_DOCUMENT EXCERPT_:
::::::::
A Queer Film Classic

series edited by Thomas Waugh & Matthew Hays, by Jason Garrison

tagged: history & criticism
Description

Montreal Main: A Queer Film Classic considers the brilliant yet neglected 1974 Canadian film set in Montreal's bohemian neighborhood "The Main" and hailed at its premiere at the Whitney Museum of American Art. The movie, directed and starring Frank Vitale, is both a great indie film and a great queer film; a fascinating cinema vérité take on North American social mores and relationships in the 1970s, about a twentysomething photographer living among the outcasts, junkies, and artists populating the Main, and his growing obsession with Johnny, the young son of acquaintances, a relationship that is doomed from the start. Disarming in its matter-of-fact treatment of potentially sensational themes, Montreal Main is a quiet yet powerful look at human relations among the post-flower power generation.

The book, a collaboration between Thomas Waugh and Jason Garrison, details the nuanced history of this peculiar film, which was released on DVD for the first time in 2009. It also considers the politics and aesthetics of the trope of intergenerational love that director Vitale and collaborators Allan Moyle and Stephen Lack so brazenly probed, in a way that would make the film virtually impossible to produce in present day.

The QUEER FILM CLASSICS series, begun in 2009, consists of critical yet populist monographs on classic films of interest to LGBT audiences written by esteemed film scholars and critics. The series is edited by authors Thomas Waugh (Out/Lines, Lust Unearthed) and Matthew Hays (The View from Here).
::::::::
_WHAT IS NEEDED_: Rewrite the book description from "tagged: history &" up to and including "post-flower power generation.", substituting "painter" for "photographer".

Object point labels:
::::::::
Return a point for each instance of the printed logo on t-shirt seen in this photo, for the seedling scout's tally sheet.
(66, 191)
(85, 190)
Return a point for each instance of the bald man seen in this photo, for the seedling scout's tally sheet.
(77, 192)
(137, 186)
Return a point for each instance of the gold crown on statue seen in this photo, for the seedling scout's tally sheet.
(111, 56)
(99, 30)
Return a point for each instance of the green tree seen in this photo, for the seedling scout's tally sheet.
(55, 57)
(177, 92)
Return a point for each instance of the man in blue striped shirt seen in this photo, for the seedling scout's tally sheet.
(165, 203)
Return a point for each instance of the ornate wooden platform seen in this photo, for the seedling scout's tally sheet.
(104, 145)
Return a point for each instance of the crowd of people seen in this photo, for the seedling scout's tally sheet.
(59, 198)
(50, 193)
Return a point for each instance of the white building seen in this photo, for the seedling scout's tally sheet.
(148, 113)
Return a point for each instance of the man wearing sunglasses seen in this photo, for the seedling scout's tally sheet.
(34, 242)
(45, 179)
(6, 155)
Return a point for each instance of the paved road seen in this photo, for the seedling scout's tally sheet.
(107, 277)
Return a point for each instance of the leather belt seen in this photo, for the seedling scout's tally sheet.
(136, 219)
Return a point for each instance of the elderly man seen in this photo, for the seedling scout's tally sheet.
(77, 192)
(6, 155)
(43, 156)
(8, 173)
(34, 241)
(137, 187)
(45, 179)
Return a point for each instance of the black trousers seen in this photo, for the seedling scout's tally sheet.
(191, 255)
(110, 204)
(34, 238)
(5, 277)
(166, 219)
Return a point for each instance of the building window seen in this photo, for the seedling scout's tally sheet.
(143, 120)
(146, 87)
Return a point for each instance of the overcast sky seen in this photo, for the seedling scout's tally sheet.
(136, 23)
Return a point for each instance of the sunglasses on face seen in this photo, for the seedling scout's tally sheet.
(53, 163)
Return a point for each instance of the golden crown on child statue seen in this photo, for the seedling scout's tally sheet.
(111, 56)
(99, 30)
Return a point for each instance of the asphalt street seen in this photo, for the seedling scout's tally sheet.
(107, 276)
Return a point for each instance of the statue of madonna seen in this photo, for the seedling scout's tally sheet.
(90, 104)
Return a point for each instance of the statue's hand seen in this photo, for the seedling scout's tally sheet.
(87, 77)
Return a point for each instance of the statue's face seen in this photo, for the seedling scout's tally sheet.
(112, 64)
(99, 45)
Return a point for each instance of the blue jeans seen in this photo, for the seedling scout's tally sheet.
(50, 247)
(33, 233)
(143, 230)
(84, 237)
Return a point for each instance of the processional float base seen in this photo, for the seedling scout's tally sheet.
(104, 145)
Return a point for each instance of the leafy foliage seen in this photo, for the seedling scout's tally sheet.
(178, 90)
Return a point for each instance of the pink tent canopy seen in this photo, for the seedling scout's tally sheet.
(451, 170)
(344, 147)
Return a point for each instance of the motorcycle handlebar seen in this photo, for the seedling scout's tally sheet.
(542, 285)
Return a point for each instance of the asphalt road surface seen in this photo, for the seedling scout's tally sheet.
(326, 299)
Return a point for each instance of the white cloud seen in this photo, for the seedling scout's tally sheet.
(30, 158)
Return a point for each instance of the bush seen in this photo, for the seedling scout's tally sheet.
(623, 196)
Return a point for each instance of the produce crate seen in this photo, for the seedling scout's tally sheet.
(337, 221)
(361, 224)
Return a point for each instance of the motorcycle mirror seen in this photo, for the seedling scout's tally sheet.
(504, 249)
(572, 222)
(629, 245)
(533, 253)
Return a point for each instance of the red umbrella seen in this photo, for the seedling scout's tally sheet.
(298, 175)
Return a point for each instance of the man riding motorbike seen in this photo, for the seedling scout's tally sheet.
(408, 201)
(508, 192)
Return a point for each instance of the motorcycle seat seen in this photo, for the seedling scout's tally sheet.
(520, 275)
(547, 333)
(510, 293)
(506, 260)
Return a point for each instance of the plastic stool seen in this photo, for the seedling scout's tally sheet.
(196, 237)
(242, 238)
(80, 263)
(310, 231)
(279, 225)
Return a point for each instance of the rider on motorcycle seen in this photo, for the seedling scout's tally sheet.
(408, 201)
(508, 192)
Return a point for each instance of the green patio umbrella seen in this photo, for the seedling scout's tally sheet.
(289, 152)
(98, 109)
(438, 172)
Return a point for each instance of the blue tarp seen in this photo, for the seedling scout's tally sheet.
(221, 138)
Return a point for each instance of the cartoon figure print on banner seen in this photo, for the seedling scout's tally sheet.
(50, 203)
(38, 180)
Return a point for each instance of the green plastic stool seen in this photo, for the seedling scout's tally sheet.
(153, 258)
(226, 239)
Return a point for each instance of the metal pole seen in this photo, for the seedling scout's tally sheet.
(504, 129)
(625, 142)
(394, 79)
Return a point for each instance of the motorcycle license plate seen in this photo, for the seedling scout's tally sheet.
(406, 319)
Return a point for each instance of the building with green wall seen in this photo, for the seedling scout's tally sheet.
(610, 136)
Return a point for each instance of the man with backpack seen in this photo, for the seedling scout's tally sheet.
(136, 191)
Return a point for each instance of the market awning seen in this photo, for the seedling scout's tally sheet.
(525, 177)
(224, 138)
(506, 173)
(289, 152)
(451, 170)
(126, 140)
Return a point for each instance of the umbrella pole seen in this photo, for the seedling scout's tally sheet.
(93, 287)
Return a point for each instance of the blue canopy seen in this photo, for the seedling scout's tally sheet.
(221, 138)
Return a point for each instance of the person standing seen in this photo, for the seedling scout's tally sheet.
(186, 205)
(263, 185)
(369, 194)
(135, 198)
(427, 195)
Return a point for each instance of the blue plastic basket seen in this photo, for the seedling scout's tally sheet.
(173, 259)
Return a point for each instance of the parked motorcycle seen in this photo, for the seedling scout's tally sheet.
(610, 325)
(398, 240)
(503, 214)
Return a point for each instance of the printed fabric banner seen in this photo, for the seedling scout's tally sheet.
::::::::
_WRITTEN RESPONSE_:
tagged: history & criticism
Description

Montreal Main: A Queer Film Classic considers the brilliant yet neglected 1974 Canadian film set in Montreal's bohemian neighborhood "The Main" and hailed at its premiere at the Whitney Museum of American Art. The movie, directed and starring Frank Vitale, is both a great indie film and a great queer film; a fascinating cinema vérité take on North American social mores and relationships in the 1970s, about a twentysomething painter living among the outcasts, junkies, and artists populating the Main, and his growing obsession with Johnny, the young son of acquaintances, a relationship that is doomed from the start. Disarming in its matter-of-fact treatment of potentially sensational themes, Montreal Main is a quiet yet powerful look at human relations among the post-flower power generation.